Given data:
════

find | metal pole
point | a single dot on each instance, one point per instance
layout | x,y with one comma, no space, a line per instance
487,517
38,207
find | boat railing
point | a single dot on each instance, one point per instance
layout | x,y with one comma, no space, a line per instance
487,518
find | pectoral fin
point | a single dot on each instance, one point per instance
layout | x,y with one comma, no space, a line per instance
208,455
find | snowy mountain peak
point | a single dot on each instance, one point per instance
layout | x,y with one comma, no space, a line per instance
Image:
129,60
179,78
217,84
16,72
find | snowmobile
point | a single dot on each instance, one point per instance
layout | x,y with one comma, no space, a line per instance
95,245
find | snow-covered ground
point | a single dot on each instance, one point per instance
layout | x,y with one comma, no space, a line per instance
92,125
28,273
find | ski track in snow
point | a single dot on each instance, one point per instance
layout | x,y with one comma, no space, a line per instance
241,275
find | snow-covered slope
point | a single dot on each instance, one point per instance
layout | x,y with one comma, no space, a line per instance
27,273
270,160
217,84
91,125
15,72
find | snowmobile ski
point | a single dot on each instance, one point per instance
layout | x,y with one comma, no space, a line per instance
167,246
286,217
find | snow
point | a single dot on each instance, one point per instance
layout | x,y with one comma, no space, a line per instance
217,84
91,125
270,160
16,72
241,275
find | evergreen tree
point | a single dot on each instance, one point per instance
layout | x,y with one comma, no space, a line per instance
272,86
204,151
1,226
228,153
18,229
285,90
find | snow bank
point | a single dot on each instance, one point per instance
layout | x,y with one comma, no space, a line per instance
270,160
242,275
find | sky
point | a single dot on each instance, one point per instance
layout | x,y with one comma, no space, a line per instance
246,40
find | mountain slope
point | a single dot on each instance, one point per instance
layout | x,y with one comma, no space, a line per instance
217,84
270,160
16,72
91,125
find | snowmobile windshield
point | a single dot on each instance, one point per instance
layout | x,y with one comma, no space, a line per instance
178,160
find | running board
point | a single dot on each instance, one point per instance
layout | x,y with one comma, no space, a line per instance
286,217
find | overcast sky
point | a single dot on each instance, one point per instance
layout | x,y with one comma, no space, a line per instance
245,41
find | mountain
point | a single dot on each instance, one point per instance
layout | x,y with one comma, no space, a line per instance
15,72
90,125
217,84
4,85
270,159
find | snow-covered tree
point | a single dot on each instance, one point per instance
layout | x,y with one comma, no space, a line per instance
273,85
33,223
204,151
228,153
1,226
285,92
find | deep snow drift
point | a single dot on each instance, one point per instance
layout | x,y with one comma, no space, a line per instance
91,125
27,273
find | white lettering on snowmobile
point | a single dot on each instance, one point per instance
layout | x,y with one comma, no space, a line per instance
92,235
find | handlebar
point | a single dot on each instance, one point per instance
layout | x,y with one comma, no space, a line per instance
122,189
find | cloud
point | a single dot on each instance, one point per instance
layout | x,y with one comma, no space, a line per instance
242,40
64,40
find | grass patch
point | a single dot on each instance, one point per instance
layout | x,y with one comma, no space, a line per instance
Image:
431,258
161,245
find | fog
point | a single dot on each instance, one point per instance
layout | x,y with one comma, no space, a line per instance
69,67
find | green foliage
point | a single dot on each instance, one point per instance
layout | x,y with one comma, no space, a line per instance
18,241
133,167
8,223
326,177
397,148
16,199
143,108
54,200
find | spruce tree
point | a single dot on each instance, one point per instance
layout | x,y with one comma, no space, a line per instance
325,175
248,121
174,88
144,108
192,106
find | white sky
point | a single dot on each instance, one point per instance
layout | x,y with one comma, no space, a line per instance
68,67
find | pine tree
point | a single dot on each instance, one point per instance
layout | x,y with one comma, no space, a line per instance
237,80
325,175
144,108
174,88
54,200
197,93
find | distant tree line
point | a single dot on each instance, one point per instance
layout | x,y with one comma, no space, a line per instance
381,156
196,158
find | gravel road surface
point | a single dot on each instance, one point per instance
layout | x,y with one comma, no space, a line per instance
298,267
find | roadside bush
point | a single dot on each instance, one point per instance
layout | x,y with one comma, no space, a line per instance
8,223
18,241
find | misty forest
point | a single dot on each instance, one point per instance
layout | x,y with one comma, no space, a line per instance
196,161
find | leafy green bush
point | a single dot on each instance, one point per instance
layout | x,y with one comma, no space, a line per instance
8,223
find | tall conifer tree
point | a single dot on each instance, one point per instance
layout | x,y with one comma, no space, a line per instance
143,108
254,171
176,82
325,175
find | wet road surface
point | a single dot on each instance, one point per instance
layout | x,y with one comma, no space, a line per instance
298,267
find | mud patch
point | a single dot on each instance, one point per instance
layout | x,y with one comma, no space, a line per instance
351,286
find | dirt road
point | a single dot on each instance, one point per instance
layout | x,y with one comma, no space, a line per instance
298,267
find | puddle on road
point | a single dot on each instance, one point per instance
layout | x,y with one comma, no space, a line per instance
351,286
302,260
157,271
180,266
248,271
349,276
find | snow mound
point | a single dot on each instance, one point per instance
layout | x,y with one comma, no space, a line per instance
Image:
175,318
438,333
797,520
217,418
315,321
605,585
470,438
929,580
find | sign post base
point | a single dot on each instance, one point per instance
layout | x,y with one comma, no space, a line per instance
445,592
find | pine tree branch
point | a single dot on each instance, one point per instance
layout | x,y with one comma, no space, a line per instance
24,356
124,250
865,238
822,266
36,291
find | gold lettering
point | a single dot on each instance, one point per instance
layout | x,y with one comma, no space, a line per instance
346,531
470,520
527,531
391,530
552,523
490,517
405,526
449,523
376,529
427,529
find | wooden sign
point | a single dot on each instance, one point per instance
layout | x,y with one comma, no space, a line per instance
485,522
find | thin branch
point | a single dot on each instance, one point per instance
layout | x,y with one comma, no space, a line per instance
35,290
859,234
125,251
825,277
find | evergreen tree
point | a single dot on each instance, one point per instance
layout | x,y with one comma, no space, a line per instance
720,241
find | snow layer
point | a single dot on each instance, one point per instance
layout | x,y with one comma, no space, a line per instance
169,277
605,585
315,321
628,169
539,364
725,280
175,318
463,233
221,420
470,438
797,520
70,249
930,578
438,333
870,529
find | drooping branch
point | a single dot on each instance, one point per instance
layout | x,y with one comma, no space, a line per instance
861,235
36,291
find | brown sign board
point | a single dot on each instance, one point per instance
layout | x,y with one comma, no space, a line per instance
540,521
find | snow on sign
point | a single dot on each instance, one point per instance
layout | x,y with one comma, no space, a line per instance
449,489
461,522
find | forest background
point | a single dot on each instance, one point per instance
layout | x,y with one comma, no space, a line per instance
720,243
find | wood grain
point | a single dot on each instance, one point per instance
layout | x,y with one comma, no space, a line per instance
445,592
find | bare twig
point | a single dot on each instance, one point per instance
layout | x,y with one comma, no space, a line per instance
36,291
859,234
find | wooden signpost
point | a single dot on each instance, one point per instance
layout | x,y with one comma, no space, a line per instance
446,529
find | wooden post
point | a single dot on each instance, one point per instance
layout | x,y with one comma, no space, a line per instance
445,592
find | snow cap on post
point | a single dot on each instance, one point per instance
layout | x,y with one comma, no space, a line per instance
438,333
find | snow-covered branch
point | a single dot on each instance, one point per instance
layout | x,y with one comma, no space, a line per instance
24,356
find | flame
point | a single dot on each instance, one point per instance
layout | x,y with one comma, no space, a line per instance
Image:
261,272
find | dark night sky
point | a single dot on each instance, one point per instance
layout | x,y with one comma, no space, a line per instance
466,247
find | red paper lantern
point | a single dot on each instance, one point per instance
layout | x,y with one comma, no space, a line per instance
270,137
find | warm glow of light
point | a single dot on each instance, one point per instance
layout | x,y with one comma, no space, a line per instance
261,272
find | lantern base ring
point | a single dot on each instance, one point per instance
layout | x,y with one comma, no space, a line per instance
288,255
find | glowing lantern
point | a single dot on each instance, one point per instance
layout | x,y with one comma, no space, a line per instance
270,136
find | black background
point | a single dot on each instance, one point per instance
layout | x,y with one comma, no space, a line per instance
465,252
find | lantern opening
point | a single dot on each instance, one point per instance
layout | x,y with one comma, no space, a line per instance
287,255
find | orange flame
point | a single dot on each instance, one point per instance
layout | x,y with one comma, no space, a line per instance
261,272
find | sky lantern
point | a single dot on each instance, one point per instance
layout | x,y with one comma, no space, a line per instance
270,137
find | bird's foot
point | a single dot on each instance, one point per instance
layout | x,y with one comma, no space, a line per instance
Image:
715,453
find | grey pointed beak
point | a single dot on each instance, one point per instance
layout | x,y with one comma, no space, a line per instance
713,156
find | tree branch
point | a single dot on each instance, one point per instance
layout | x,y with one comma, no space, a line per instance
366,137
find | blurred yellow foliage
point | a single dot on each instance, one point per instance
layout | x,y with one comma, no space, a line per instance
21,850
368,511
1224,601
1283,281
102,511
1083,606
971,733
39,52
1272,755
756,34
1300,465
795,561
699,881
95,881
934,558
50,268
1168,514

════

Copy out the part of the listing that opens with the line containing "find | bird's foot" and closes at the end of the listing, replacing "blurred yellow foliage" with "out-of-focus yellow leaves" and changing nothing else.

find | bird's foot
point | a single dot on each instance, one point per instance
layout | x,y with one comma, no space, a line per instance
Image:
715,453
find | grey pointed beak
point | a single dot on each instance, one point per instance
layout | x,y with one comma, no space, a line per instance
713,156
find | tree branch
point | a single dot on each instance, one point per instance
layout | x,y with one comma, no space, a line per instance
366,137
find | out-of-focus yellow leaves
point | a single dot on each instance, one point per instance
layout | x,y with one comma, no space, a line per instance
21,850
368,511
1224,601
1283,281
102,511
1083,606
971,733
39,52
1272,755
756,34
1300,465
795,561
699,881
95,881
934,558
50,268
1168,514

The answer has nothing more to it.